_PROBLEM STATEMENT_
Starting at the line that contains "Practice step: put one dot on every instance of the green" and ending with the last line of the items, reproduce every line, requests included. Multiply each answer coordinate by 0.65 and round to the nearest whole number, rounding halves up, and leave the numbers in the requests and their sample coordinates unchanged.
◇ ◇ ◇
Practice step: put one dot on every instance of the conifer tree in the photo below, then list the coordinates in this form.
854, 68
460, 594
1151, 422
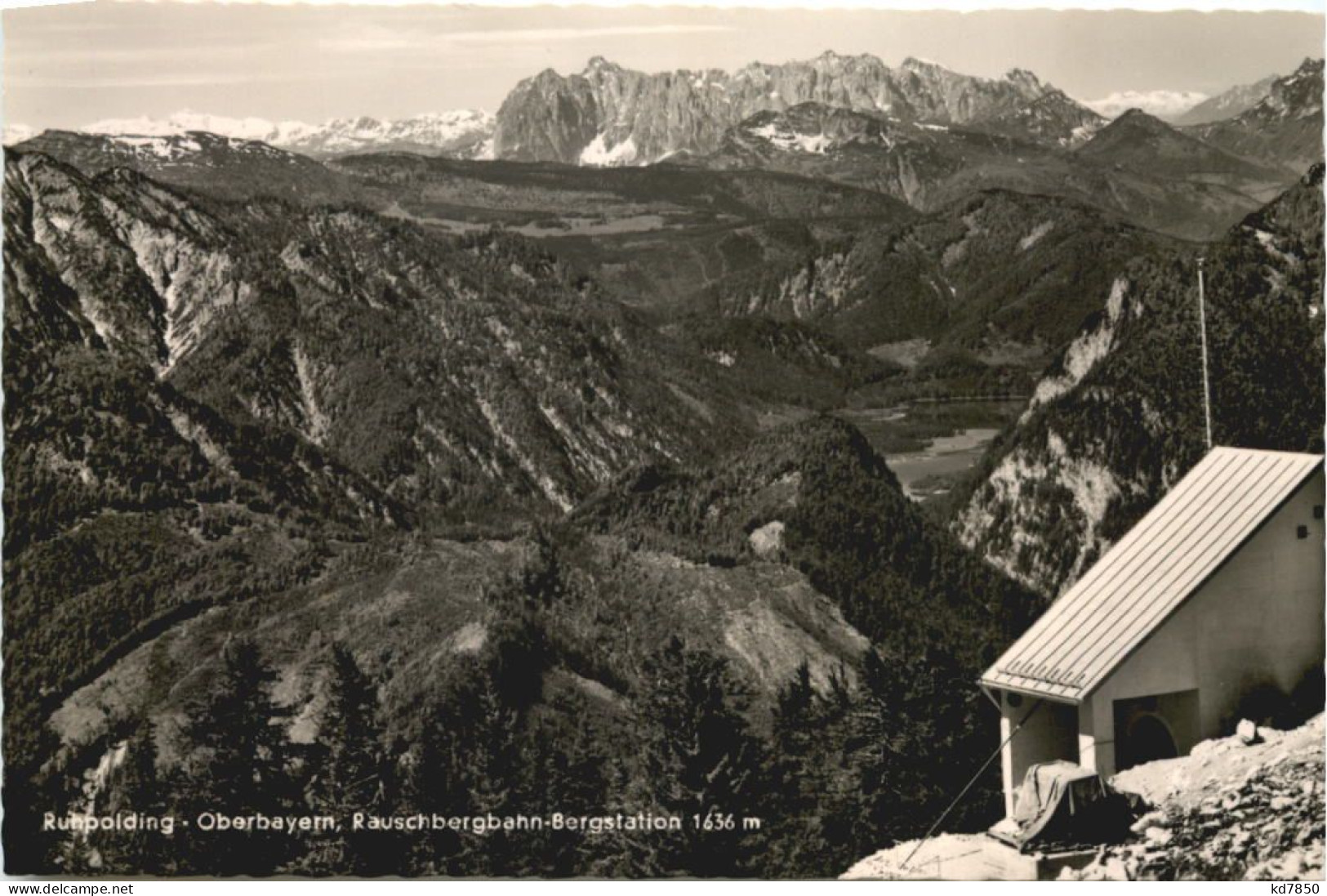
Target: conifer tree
698, 762
350, 775
238, 764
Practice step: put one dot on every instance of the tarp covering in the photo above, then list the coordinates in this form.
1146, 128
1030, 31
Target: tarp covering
1065, 805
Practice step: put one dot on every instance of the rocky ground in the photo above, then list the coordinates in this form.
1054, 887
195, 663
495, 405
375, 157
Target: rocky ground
1229, 810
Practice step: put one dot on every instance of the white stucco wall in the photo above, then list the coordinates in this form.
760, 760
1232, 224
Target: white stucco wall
1259, 620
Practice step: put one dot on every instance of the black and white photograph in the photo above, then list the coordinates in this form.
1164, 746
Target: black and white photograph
662, 442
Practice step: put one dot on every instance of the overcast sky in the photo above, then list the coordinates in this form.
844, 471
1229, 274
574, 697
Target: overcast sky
70, 65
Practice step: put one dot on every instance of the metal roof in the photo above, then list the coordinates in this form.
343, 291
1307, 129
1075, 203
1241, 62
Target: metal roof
1131, 591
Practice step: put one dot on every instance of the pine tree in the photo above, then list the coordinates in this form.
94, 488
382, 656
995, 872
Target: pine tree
137, 787
698, 762
350, 775
239, 764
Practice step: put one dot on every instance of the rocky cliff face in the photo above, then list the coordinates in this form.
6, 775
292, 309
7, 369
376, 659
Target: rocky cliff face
613, 116
1227, 104
1285, 129
1118, 418
202, 395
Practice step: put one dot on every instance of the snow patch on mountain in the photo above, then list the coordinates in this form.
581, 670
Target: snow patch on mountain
603, 155
462, 131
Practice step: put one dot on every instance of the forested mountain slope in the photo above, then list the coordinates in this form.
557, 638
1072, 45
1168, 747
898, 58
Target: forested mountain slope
1119, 417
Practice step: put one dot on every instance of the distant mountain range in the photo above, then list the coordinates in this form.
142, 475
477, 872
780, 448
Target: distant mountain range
612, 116
456, 134
608, 114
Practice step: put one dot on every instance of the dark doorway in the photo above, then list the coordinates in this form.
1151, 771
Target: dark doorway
1155, 728
1150, 740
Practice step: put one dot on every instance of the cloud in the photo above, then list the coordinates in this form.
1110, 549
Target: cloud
1163, 104
389, 40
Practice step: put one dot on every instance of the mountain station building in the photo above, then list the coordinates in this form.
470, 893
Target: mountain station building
1216, 592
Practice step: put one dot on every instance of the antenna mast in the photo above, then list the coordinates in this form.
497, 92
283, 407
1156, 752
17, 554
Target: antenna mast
1203, 331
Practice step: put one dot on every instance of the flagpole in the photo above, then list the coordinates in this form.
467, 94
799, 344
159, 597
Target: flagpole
1203, 329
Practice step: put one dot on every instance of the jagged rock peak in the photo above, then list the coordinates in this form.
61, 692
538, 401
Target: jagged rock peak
609, 114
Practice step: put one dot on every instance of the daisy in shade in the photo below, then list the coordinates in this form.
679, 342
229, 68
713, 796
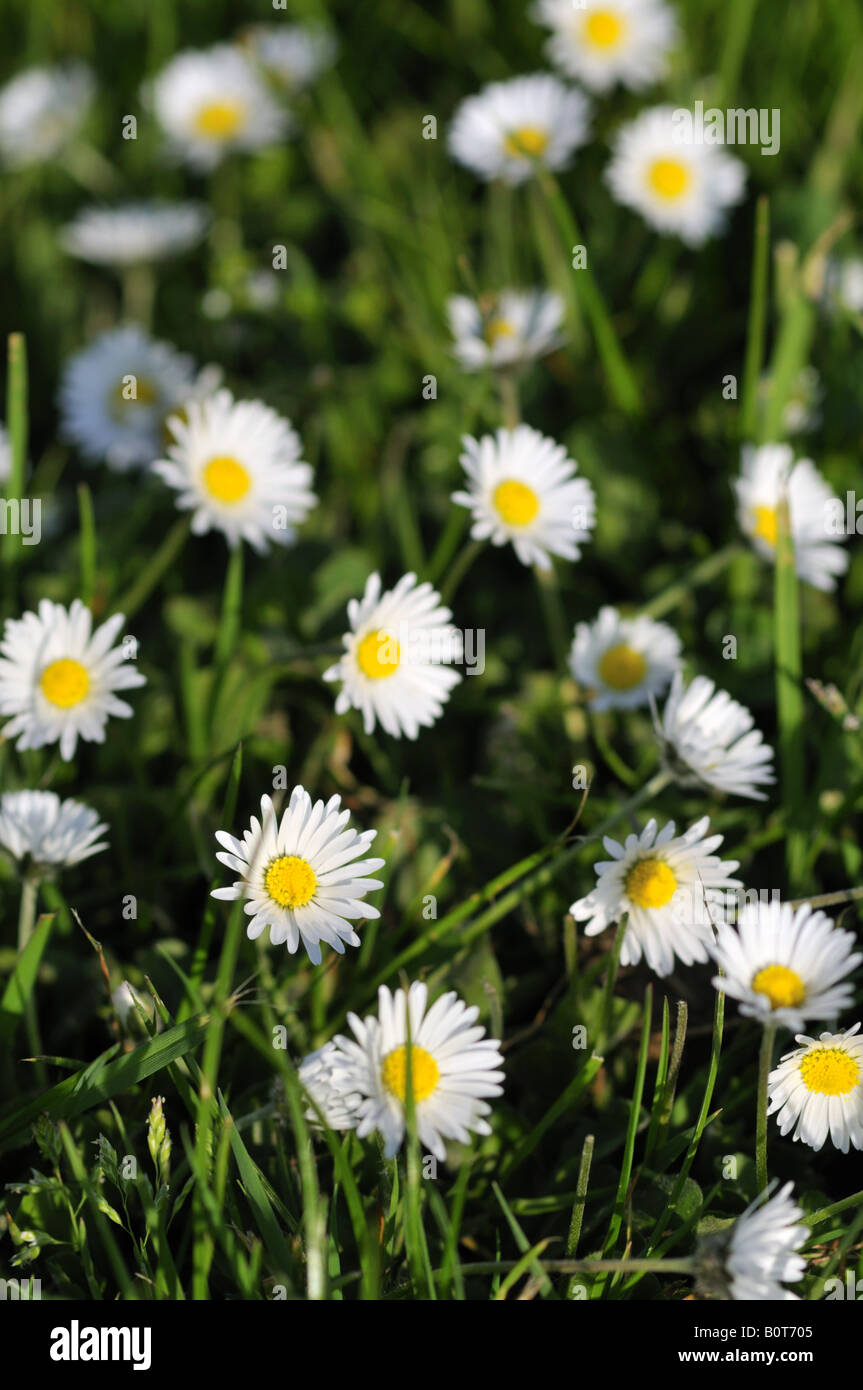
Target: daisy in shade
669, 886
238, 466
505, 330
523, 489
302, 876
59, 679
396, 658
678, 184
453, 1069
211, 102
817, 1090
710, 740
785, 966
623, 662
769, 474
512, 128
602, 42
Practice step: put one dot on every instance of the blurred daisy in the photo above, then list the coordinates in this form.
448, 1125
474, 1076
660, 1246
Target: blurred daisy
766, 474
505, 330
667, 886
817, 1090
602, 42
211, 102
523, 489
396, 658
785, 966
50, 833
303, 876
709, 738
678, 185
623, 662
453, 1069
513, 127
59, 680
42, 111
236, 466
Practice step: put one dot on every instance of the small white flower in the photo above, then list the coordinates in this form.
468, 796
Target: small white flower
817, 1090
667, 886
712, 740
678, 185
300, 875
59, 680
513, 127
623, 662
523, 489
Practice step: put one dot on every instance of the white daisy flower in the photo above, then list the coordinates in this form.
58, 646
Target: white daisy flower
670, 888
505, 330
709, 738
817, 1090
395, 663
300, 875
678, 185
523, 489
59, 679
623, 662
785, 966
766, 474
602, 42
453, 1069
211, 102
513, 127
52, 833
42, 111
238, 466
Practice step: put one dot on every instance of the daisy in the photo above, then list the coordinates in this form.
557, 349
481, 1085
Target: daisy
523, 489
602, 42
505, 330
210, 102
59, 679
678, 184
510, 128
52, 833
710, 740
452, 1062
785, 966
623, 662
236, 464
395, 663
767, 474
817, 1090
667, 886
300, 875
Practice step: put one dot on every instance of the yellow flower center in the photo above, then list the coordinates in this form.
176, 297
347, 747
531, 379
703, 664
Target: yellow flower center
783, 987
828, 1070
64, 683
516, 502
621, 667
651, 883
423, 1068
291, 881
225, 478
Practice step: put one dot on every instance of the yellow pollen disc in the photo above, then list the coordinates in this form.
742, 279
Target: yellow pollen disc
225, 478
424, 1072
64, 683
783, 987
828, 1070
651, 883
516, 502
291, 881
621, 667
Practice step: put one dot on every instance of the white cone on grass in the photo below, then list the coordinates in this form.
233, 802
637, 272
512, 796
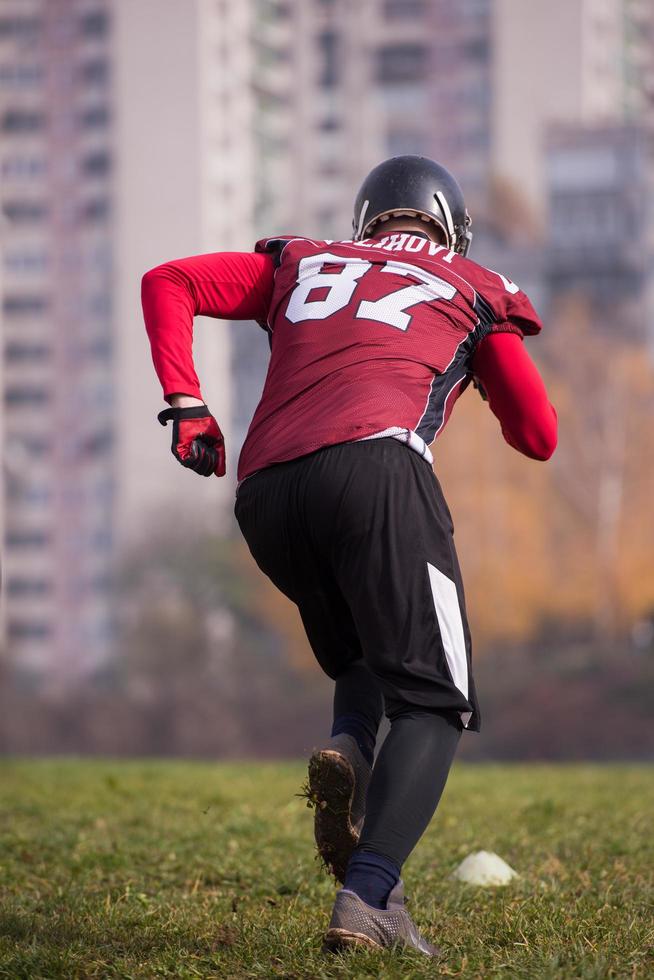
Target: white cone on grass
484, 868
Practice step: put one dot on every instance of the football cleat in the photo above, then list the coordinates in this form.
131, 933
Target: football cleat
338, 785
354, 923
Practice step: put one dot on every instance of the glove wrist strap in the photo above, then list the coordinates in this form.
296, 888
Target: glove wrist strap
177, 414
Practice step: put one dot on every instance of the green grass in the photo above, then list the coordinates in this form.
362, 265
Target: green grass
173, 869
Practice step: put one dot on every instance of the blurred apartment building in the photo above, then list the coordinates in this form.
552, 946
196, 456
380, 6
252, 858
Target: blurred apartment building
58, 343
124, 141
138, 131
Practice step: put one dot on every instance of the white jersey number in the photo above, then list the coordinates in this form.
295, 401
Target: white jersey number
341, 285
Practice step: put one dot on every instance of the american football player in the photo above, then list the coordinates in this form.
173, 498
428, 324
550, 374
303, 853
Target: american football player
373, 340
◇ ◇ ◇
_CORRECT ANSWER_
Practice step: put one dot on every instance of the green grass in the photo above, then list the coordinates in this form.
362, 265
Target: green grass
112, 565
Practice step: put one dot on every instance of the blurred apartment building in the photo above, then list the coordinates in this form.
552, 946
196, 456
380, 6
252, 858
Target: blurred apartment building
38, 223
81, 92
90, 85
Practice step: put one dot on every instance of the white jersey number in the photo above, then list the coordinates in this form.
295, 401
Target: white jersey number
222, 185
Practice step: put one dot on every instance of the american football player in the photo above, then list the coordinates in this form.
173, 498
428, 324
550, 374
303, 853
Target: american football player
242, 221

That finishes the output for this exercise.